### WORK ITEM
Keeping each word and mark in place, write out the full listing once more.
[Opening INFORMATION section]
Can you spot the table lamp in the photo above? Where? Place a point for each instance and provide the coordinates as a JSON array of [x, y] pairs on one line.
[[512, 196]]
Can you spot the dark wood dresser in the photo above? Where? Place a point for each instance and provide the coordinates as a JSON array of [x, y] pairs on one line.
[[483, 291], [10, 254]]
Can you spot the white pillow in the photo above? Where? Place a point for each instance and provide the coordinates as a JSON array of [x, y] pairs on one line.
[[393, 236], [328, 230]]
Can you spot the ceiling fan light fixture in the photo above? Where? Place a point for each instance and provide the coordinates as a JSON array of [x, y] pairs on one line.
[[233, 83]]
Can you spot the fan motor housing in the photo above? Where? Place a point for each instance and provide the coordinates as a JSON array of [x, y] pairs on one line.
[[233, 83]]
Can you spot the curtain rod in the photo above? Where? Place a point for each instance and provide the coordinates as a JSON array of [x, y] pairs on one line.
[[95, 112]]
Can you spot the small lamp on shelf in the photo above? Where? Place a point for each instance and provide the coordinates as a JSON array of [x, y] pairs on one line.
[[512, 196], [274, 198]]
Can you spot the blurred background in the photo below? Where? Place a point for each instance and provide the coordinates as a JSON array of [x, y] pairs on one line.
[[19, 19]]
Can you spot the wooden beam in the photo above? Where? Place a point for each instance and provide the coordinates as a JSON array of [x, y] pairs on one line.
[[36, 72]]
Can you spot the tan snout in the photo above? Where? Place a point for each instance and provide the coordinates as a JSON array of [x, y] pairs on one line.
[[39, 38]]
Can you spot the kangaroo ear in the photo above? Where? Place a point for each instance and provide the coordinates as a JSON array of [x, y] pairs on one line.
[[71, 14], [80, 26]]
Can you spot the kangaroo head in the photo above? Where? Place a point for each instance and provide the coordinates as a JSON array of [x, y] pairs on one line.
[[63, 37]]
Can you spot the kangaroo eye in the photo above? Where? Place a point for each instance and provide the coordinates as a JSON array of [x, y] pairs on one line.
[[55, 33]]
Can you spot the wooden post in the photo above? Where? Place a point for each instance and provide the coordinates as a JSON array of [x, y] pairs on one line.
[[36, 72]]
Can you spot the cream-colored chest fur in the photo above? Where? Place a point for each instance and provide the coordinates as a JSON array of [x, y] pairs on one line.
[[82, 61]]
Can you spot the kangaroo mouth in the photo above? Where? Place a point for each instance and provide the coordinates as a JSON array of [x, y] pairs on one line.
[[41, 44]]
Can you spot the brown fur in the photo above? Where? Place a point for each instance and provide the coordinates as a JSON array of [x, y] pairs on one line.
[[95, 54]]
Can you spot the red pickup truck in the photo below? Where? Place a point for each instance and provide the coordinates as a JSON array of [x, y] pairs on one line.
[Closing INFORMATION section]
### REPLY
Can you spot the table lamp in the photo above? Where? Place a point for each instance and provide the coordinates as a JSON array of [x, y] pairs on one line.
[[512, 196]]
Can you spot the dark wood dresser in the photo above? Where? Place a point for each instance and provide the coordinates as a JSON array of [x, y] pairs on one line.
[[483, 291], [10, 254]]
Can you spot the white pillow in the photo above? Where? Place a point for each instance and provide the coordinates as a JSON array of [x, y] pairs on one line.
[[393, 236], [328, 230]]
Can you spot the ceiling fan light fixture in the photo above? Where? Place a point for each instance and provide the coordinates as a JSON array of [x, y] pairs on one line.
[[233, 83]]
Can you spot the fan motor housing in the photo above? Where? Place a point for each instance and provide the coordinates as a JSON array of [x, y] pairs on one line.
[[233, 83]]
Can you spot the curtain rod in the photo above? Where? Place a point for each instance and provide the coordinates as a JSON array of [x, y] pairs on one line.
[[95, 112]]
Can you spot the small lamp on shelf in the photo above? Where? Place a point for each instance and provide the coordinates as a JSON array of [x, y] pairs on one line.
[[512, 196], [274, 198]]
Can you spot the blurred background in the photo below? Where? Place a point for each instance and provide the coordinates as a JSON array of [x, y] pairs on one line.
[[19, 19]]
Can you spot the wooden beam in the photo above? Where? Place a point for each instance and provide the coordinates as a JSON array of [x, y] pairs on one line.
[[36, 72]]
Can you spot the tan snout in the photo above? Where? Place a point for each instance and provide the coordinates as a JSON array of [x, y] pairs on one line.
[[39, 38]]
Can you spot the kangaroo ear in the photo above? Where? Place a point for each instance and provide the coordinates as a JSON array of [x, y] pairs on one line.
[[71, 14], [80, 26]]
Can you spot the kangaroo head in the photo above? Where? Place a point for each instance and provide the coordinates as a JSON array of [x, y] pairs on one line.
[[63, 37]]
Can you spot the kangaroo eye in the photo above? Where? Place a point for each instance and provide the coordinates as a JSON array of [x, y] pairs on one line.
[[55, 33]]
Can you spot the wooden post in the photo above? Where? Place a point for each instance and provide the coordinates as a JSON array of [x, y] pairs on one line.
[[36, 72]]
Can you spot the cream-colored chest fur in the photo above? Where? Place a point for each instance and provide the coordinates as a JSON array of [x, y] pairs on one line.
[[82, 61]]
Can you spot the kangaroo mouth in the photo above? Where? Place a point for each instance and provide the coordinates as a JSON array of [x, y] pairs on one line.
[[41, 44]]
Can you spot the brown fur in the photo above? Where? Place a point for each instance and provide the coordinates as a JSON array of [x, y] pairs on one line.
[[95, 54]]
Can you spot the red pickup truck in the photo below? Where? Place a point for each instance and provide the coordinates as a JSON array of [x, y] pairs on one line.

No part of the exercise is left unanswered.